— TASK GOAL —
Reproduce every entry exactly.

Stored items
--- START ---

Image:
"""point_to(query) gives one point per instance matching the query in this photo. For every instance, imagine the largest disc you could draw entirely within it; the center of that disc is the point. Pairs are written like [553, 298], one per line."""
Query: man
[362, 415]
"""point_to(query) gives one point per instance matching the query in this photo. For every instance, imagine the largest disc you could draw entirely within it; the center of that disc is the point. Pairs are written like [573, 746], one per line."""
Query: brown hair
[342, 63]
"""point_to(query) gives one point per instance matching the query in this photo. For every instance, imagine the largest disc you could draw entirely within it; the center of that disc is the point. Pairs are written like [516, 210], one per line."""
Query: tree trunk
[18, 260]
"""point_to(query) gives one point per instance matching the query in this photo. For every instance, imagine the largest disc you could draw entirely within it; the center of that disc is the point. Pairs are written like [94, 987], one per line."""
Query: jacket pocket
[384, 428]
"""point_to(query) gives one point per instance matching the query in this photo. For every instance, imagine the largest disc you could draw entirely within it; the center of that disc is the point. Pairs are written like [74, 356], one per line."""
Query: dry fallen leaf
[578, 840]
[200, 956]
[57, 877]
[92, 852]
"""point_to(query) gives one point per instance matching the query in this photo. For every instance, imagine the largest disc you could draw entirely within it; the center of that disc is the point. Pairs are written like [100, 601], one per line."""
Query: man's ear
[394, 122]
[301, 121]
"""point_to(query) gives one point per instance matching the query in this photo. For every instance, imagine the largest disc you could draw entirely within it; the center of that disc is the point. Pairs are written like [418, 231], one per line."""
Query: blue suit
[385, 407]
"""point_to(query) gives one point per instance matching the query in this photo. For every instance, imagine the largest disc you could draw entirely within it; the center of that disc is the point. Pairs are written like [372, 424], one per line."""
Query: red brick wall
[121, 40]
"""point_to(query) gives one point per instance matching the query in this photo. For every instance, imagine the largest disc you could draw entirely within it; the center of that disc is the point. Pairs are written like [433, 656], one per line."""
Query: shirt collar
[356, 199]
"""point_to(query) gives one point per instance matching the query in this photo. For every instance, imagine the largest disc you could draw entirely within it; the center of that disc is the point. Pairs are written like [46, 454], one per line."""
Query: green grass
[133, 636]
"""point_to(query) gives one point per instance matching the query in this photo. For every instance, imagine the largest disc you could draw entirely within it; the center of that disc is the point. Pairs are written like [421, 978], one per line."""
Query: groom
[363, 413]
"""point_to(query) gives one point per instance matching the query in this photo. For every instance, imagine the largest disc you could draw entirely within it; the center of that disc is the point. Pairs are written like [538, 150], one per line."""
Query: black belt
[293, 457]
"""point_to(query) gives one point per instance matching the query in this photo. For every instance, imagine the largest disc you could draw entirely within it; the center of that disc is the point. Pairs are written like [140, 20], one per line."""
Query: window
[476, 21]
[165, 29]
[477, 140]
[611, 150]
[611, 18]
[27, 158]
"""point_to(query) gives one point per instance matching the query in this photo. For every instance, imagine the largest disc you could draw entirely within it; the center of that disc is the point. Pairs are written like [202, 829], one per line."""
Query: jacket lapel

--- END ---

— EXERCISE RESULT —
Image:
"""point_to(query) gives one point per instance matching the query in this photo. For every instance, imagine the largest disc you could draw entirely within it; the center of that disc is the point. Pairs are written like [553, 298], one per line."""
Query: man
[362, 415]
"""point_to(query) gives one point per instance matching the query in this photo. For every instance, imagine the largest disc you could draw entirely within it; the center of that disc is the point. Pairs are written like [573, 746], one per line."""
Query: brown hair
[342, 63]
"""point_to(query) gives one point per instance matching the query in this photo. For every instance, imagine the largest disc you could draw entirely within it; the center of that disc is the point. Pairs are written like [516, 210], one per line."""
Query: tree trunk
[18, 260]
"""point_to(query) gives one point per instance matching the query in this photo. For every instance, imagine the largest disc you could draw entirely within it; the center of that disc is the point. Pairs are written like [94, 987], one per line."""
Query: jacket pocket
[384, 428]
"""point_to(query) gives one point per instance matching the query in this photo. For every instance, imagine the largest disc you could draw entirely within it; the center of that disc is the point. Pairs are written like [74, 356], one per line."""
Query: dry fallen leaf
[578, 840]
[200, 956]
[57, 877]
[92, 852]
"""point_to(query) gives one point per instance matching the query in this photo. For every instance, imagine the largest disc you could draw entirely within it; the center of that disc is the point. Pairs are written like [100, 601], one per line."""
Query: man's ear
[394, 122]
[301, 121]
"""point_to(query) gives one point per instance matching the query in this photo. For every instance, imagine the largest disc you could draw entirely within it; the center of that disc is the point. Pairs are written like [418, 231], one per line."""
Query: blue suit
[385, 407]
"""point_to(query) gives one point per instance matching the query in this photo. For every instance, imagine the largest disc you could draw entirely within it; the center of that disc is the point. Pairs are written like [372, 424], one per line."""
Query: red brick wall
[121, 40]
"""point_to(query) gives one point per instance matching the query in this photo. For every instance, imagine the largest disc you could draw entirely within it; the center of that disc is the point. Pairs are written like [433, 656], one per line."""
Query: shirt collar
[356, 199]
"""point_to(query) gives one point per instance matching the query in this photo. For every instance, imagine the largest disc you could draw entirely within it; the center of that disc is the point. Pairs are written like [46, 454], one per line."""
Query: green grass
[133, 636]
"""point_to(query) gives one point per instance matching the query in this photo. For every instance, imagine the largest disc you could draw entirely within it; the center of that disc is the point. Pairs are written like [421, 978], one per line."""
Query: groom
[363, 413]
"""point_to(query) gives one point per instance matching the query in this photo. For every instance, imagine the largest disc you could draw entirely within it; the center of that disc is the point. Pairs are written like [538, 150], one per line."""
Query: black belt
[293, 457]
"""point_to(query) gives one point per instance matching the query in this photo. For every instance, imagine the largest disc you could draw entirely within it; the center of that disc is the point. Pairs are written like [140, 20], one per line."""
Query: window
[476, 21]
[165, 29]
[477, 140]
[611, 150]
[611, 18]
[27, 158]
"""point_to(query) gives one point per instance matching the query in this photo. For every instance, imagine the largest disc you could draw entirely within it; the center of that disc is the point. Pairs are written like [202, 829], one per line."""
Query: jacket lapel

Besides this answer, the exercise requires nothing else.